— Excerpt provided —
* START *

Technology to help poorly designed city


BMA spending 3bn on vast computer system

Bangkok was declared the best city in the world in 2008 by Travel and Leisure magazine. But Thailand's capital city is also notorious for some of the world's worst traffic problems.

Every day, traffic jams cost the country dearly in terms of lost time, wasted energy and atmospheric pollution.

For decades, the Bangkok Metropolitan Administration (BMA) has shouldered the massive task of trying the cure the city's traffic problems. The director-general of the BMA's Traffic and Transportation Department, Jumpol Sumpaopol, has devoted himself to the challenge of the city's streets for many years.

Behind the scenes, the BMA has been continuously implementing information and communications technology (ICT) to help improve the traffic situation. But there is a basic problem: the city's tangle of streets occupies only 4 per cent of its total area of 1,500 square kilometres. Other comparable big cities have streets that cover, on average, 18 per cent of their overall area.

That is why the mission to improve Bangkok's traffic problem is "so very challenging", Jumpol said. The BMA cannot increase the number of streets from 4 per cent of the city's area to 18 per cent.

"To increase the street area by only 1 per cent, it would mean creating around 2,000 kilometres of streets, and we don't have such areas for streets," Jumpol said.

* END *

— Data extract —
* START *

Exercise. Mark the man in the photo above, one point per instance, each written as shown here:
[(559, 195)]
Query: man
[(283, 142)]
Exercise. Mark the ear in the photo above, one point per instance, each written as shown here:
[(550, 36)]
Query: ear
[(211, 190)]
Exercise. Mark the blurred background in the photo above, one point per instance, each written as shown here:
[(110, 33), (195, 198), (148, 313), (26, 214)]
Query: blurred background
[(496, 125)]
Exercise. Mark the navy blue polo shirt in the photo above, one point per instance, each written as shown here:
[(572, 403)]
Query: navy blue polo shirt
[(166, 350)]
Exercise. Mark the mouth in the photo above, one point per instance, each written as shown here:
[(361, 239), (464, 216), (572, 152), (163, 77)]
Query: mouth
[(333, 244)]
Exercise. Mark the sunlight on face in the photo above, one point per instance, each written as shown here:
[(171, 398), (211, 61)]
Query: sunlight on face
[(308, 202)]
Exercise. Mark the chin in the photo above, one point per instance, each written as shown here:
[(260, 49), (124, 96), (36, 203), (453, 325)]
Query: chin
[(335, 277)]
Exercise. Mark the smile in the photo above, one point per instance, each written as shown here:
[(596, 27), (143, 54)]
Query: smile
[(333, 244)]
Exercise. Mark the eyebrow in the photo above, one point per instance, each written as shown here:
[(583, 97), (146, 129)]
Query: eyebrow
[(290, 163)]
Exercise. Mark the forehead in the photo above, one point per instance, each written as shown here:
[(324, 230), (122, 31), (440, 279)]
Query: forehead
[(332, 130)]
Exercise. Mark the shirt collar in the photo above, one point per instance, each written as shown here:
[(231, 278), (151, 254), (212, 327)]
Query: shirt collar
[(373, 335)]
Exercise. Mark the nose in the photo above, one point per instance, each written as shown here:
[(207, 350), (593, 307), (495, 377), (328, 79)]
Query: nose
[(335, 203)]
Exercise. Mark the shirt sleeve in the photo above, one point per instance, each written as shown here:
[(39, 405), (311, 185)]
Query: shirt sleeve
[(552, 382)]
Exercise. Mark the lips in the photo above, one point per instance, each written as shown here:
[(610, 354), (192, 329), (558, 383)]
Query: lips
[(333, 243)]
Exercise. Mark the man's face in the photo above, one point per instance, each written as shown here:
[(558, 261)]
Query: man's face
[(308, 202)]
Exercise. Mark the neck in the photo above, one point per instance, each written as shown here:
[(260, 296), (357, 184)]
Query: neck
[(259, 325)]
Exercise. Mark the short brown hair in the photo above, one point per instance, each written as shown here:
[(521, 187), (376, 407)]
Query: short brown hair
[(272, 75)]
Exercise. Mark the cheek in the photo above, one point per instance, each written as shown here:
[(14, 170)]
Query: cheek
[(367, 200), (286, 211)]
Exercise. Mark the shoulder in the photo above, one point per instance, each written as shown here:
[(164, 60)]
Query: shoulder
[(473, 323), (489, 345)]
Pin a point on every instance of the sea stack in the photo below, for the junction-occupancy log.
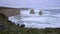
(32, 11)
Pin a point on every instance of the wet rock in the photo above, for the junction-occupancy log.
(32, 11)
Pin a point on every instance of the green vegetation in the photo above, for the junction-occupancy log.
(13, 29)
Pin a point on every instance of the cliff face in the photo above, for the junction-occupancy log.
(9, 11)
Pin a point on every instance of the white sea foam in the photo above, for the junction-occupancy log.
(37, 21)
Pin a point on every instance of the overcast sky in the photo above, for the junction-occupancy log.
(30, 3)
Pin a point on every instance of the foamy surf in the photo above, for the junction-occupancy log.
(47, 20)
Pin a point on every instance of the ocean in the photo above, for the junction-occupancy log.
(50, 18)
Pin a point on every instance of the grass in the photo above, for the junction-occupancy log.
(13, 29)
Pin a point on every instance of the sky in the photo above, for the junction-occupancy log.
(37, 4)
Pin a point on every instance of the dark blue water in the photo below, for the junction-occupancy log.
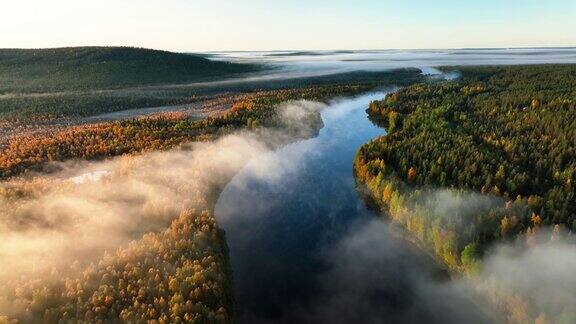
(304, 247)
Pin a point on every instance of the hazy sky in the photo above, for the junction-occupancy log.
(197, 25)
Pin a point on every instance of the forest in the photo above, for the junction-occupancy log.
(93, 68)
(499, 137)
(177, 270)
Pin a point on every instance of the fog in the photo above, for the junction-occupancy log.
(294, 64)
(70, 218)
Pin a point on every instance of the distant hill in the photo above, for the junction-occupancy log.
(82, 68)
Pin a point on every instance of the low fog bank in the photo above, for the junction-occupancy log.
(63, 221)
(294, 64)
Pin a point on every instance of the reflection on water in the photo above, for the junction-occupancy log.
(304, 248)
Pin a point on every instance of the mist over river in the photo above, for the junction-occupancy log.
(304, 247)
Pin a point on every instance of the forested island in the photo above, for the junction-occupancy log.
(173, 265)
(487, 158)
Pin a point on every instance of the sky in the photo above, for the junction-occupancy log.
(210, 25)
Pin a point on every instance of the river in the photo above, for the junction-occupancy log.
(304, 247)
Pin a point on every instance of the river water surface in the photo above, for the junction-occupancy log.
(304, 248)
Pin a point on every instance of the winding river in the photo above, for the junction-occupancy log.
(304, 247)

* END *

— Set exercise —
Please reproduce, word for word, the part of the Bangkok traffic article that opens with the words containing "Technology to help" and closes with "worst traffic problems.". The items aren't needed for anything here.

— Reply —
Technology to help poorly designed city


BMA spending 3bn on vast computer system

Bangkok was declared the best city in the world in 2008 by Travel and Leisure magazine. But Thailand's capital city is also notorious for some of the world's worst traffic problems.